- [Exercise passage]
——
But none of this says much about the movie. As he would throughout his career, Kubrick visualises Lolita with absolute detachment, allowing Humbert’s cruelty to speak for itself. Before he starts on his step-daughter, his mistreatment of poor Charlotte Haze is wicked, though she doesn’t help herself by throwing herself at Humbert in imitation of the fevered, jaded sexuality of her friends, the ‘very broad minded’ Farlows – emphasising Lolita’s assumed purity at the same time. Quilty, too, revels in piling discomfort on Humbert’s pained shoulders, though his cruelty is much more suave and refined than the increasingly tortured Humbert. As the professor’s obsession increasingly takes on physical symptoms, Mason becomes ever more twitchy and brilliant; Lyon – to a point – walks the fine line between girlishness and womanhood with aplomb, a significant achievement considering she was fourteen at the time; and Shelley Winters is perfectly pathetic as the desperate widow, trying so hard to be loved by the wrong man. Look out for a non-Bonded appearance by Lois Maxwell, too.

Then you have Peter Sellers, obviously a favourite of the director. His Quilty is a curiously carefree creature, forever verging on being inappropriately comic; yet his fascinatingly louche, chameleon-like turn retains enough menace to work, even as the silly Dr Zempf. On this evidence, Sellers was an actor who trusted his own instincts at every turn; in this instance, his instincts are mostly correct, as are Kubrick’s in letting Sellers fly.

Not everything works, however. I said Lyon is good to a point, especially at conveying Lolita’s emotional immaturity; the point at which she’s found wanting is in the final act, when she plays the older, worldly-wise woman: simply wearing a pair of glasses doesn’t get the job done. The film also suffers from Kubrick’s lifelong problem of length – though he clearly revels in his craft, the story doesn’t need two-and-a-half-hours to be told. At this length, Winters is out of the picture for too long, and Sellers feels more like a series of cameos than a constant presence.

There’s not enough tension in Quilty’s torment of Humbert, either, since we know – even if Humbert doesn’t – that it’s Sellers every time. That said, Kubrick is in complete command of tone. At the film’s most threatening, uncomfortable moment, when Humbert and Lolita are alone in the hotel room for the first time, he introduces an absurd but brilliant piece of farce with the slapstick business of the folding bed, deflating the tension – only to wrong-foot us again the following morning.
——
- [Information shown]
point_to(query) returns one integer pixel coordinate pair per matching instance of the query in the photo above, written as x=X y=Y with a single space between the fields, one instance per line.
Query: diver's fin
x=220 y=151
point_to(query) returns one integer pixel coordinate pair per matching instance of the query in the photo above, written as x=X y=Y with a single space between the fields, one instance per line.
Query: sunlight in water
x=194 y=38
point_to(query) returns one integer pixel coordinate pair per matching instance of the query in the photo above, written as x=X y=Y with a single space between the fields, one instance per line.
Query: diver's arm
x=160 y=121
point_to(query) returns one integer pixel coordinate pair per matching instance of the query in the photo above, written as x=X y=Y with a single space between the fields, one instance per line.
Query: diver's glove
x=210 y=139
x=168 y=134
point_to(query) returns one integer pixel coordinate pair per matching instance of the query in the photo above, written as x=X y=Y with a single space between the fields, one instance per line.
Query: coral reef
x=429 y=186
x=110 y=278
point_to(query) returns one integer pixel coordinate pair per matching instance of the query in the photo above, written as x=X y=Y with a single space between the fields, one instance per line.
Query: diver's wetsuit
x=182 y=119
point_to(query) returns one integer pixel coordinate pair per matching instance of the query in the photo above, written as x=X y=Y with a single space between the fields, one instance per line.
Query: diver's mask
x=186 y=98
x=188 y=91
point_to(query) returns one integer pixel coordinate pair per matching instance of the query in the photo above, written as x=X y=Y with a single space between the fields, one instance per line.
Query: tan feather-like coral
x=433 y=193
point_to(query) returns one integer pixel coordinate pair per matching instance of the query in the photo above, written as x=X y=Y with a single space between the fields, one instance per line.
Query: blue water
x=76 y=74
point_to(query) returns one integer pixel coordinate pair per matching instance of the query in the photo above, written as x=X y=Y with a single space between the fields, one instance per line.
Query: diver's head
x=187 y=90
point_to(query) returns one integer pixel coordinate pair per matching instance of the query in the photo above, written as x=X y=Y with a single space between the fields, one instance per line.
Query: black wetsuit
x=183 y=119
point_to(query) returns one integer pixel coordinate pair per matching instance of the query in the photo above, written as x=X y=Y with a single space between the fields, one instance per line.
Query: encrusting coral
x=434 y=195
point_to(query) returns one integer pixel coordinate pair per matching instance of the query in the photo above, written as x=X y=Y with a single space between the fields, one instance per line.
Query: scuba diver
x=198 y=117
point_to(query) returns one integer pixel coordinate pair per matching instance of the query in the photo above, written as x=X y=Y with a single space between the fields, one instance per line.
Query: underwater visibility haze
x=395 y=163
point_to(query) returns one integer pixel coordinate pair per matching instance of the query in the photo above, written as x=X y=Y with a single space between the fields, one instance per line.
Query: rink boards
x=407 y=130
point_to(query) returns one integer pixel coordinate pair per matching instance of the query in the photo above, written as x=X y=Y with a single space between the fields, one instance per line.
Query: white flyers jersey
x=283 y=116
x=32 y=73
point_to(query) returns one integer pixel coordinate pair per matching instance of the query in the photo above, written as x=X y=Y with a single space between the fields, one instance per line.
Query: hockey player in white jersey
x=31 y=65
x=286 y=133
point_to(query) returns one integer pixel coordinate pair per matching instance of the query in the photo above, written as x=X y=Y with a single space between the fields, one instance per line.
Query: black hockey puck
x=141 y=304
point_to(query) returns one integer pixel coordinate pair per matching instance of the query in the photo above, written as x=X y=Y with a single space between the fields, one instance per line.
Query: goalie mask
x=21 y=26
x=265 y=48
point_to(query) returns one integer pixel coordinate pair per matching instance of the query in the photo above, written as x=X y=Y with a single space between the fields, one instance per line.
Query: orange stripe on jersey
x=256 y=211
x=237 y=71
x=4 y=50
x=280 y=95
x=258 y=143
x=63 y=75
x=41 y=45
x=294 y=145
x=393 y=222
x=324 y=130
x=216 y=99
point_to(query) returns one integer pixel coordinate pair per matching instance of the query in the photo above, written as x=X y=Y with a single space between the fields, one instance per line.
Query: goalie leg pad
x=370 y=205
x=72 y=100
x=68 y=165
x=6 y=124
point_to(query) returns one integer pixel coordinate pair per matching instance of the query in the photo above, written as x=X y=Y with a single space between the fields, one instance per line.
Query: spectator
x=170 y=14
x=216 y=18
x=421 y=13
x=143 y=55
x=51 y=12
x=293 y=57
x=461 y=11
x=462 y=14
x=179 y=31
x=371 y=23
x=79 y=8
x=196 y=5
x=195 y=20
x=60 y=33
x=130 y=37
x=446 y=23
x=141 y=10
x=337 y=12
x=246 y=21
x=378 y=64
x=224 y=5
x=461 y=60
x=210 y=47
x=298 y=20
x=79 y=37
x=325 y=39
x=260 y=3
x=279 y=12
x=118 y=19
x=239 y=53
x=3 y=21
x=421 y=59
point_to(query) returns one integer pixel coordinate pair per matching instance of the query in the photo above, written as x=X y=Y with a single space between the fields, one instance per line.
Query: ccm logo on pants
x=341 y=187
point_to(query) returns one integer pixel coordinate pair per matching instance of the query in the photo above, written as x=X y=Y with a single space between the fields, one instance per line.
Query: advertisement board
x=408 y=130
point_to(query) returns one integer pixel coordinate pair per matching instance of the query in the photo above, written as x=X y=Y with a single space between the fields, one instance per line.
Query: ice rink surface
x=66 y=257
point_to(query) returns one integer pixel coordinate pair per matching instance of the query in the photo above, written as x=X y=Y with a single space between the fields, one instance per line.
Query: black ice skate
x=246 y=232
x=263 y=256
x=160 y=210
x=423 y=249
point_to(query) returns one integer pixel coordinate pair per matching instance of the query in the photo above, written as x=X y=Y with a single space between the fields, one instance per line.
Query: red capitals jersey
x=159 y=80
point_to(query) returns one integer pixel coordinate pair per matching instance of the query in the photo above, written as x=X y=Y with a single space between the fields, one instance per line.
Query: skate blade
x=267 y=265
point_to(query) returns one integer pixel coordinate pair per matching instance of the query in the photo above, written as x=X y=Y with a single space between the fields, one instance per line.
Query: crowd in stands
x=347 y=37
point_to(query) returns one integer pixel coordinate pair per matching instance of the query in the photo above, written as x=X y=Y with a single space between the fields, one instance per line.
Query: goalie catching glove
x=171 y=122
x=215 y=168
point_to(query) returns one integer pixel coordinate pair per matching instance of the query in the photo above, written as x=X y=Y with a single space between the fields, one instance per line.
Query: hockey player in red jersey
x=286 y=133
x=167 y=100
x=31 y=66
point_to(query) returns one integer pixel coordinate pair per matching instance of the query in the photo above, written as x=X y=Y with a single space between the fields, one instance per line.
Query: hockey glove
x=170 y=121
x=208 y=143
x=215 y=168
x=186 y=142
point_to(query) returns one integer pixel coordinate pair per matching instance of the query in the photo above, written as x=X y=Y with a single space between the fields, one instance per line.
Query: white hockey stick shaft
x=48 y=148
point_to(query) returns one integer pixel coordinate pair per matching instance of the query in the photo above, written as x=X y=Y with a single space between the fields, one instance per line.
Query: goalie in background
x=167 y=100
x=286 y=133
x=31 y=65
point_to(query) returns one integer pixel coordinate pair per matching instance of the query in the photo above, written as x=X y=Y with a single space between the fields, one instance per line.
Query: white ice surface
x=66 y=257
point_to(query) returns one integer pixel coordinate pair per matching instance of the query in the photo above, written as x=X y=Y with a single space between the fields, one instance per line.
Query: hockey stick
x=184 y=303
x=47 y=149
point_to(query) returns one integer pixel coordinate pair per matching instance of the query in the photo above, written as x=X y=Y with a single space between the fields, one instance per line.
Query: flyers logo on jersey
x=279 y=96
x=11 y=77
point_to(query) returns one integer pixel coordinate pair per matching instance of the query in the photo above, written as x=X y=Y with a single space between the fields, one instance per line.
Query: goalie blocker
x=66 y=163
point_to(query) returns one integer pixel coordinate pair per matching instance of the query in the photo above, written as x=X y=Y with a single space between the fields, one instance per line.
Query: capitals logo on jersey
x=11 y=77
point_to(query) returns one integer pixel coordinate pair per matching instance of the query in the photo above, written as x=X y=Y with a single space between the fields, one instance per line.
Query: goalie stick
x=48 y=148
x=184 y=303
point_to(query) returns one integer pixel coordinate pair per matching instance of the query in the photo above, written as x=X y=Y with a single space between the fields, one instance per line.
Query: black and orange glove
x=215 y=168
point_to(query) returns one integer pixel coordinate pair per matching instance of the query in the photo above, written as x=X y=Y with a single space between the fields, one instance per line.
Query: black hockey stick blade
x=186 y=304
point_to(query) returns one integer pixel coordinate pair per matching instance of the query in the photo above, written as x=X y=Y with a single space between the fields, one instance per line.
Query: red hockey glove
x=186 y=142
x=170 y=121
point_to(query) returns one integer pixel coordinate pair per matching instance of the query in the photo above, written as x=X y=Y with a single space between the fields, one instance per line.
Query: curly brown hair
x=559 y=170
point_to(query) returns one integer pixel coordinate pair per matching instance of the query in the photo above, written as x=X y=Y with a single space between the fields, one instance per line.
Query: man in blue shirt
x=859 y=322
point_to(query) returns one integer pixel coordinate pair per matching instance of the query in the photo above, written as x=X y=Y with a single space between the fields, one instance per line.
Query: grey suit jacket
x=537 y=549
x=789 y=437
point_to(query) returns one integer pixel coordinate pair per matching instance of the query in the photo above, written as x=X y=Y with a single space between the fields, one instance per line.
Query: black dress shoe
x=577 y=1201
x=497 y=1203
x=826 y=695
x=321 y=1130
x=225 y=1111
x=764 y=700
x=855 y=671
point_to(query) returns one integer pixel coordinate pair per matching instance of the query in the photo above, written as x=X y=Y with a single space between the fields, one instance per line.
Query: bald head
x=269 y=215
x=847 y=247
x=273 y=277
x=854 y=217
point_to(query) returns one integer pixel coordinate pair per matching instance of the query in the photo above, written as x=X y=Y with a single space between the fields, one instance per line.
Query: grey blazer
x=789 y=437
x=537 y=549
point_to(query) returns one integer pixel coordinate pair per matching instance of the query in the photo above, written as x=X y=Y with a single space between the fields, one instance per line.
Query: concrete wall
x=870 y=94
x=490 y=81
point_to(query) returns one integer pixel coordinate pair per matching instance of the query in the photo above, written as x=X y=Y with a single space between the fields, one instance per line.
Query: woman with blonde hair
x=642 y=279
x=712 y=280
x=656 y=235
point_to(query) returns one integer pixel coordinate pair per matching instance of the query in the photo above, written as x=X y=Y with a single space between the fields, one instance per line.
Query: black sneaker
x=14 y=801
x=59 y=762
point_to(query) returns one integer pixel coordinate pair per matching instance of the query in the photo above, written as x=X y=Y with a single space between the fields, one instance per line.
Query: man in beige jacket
——
- [About this exercise] Pick up the review of Kubrick's Lolita after its final sentence and keep writing it.

- [Exercise output]
It’s not a perfect film by any means, but Lolita is too good to be dismissed as filthy or immoral. Nothing about it condones paedophilia, hebephilia or whatever you want to call it, or makes it look anything other than a creepy and desperately unhappy way of life – and that’s without the half-hearted epilogue. Additionally, by beginning with the denouement, the structure of the film pre-emptively assures us that the bad end unhappily, though the extent of each participant’s cruelty is yet to be established. Also, it’s brilliantly acted, dramatically effective, skilfully discreet and surprisingly funny, as well as influencing sincere films such as American Beauty (and pulpy ones, like Poison Ivy). And remember, watching something is not the same thing as approving of its contents; so while I deplore Humbert’s actions, motives and very thought processes**, I can recommend Lolita as an intelligent and well-made film.

NOTES: 1Some may argue that this is precisely the problem: It’s all very well for a male adult to write about these things, but he has no concept of Lolita’s experience as the victim. It’s a valid point, too, though it judges the work by 21st Century standards. ‘Younger than she are happy mothers made’, indeed.

2I know I’m labouring the point, but you can’t be too careful with these things. Plenty of people completely missed the point of Chris Morris’ notorious, and excellent, episode of Brass Eye.